> WHAT IS REQUIRED:
Reproduce the records below word for word, from the first line through the line that contains "point(556, 377)", including both of those lines.

> ROWS:
..............................

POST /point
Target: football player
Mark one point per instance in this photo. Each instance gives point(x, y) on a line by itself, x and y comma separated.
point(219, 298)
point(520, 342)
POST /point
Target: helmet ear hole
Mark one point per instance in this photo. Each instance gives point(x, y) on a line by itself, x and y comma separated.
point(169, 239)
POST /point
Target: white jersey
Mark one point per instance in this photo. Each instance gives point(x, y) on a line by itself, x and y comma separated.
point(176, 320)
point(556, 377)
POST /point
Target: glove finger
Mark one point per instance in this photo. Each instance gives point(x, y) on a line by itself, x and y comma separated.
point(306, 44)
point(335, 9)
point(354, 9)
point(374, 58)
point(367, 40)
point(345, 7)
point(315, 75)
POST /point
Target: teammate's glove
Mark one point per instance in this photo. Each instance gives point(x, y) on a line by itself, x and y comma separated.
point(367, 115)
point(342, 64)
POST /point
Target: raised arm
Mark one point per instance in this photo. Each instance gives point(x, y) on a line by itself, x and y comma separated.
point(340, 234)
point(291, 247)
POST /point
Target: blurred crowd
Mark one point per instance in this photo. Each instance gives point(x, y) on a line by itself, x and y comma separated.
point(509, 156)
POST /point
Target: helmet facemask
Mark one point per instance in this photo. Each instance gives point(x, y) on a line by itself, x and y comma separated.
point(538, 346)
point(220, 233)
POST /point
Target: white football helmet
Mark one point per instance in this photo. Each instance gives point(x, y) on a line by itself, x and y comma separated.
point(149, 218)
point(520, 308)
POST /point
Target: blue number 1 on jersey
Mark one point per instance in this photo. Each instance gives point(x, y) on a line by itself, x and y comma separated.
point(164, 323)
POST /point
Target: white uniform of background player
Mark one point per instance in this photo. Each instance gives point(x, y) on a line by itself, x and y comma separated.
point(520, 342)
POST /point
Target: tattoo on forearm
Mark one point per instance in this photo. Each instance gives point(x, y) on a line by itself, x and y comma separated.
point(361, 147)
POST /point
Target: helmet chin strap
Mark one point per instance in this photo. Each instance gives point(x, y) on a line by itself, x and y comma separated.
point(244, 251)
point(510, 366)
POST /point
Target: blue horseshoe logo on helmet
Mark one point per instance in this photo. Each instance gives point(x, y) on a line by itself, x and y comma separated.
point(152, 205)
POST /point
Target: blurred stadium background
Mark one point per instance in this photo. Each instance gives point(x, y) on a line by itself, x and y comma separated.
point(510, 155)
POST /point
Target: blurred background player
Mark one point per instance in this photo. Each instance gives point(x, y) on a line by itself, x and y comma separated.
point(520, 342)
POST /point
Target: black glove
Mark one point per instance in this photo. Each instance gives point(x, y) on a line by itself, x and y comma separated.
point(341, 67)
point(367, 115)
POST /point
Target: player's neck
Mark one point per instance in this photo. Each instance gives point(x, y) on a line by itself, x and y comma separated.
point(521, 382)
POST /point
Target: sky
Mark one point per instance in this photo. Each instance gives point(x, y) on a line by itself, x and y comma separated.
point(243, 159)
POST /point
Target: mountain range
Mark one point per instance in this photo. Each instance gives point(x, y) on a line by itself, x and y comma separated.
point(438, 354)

..............................

> EXERCISE SOLUTION:
POST /point
Target: football player
Mark one point per instance in this photo. Each instance gives point(x, y) on a line by itself, x and y comma separated.
point(219, 298)
point(520, 342)
POST /point
Target: helmet ear hole
Mark one point per instance in this photo. Each instance gives point(x, y) on a line by itself, x and y comma separated.
point(169, 239)
POST /point
Target: white jersey
Mark one point per instance in this photo. Each instance gives point(x, y) on a line by itself, x and y comma separated.
point(176, 320)
point(556, 377)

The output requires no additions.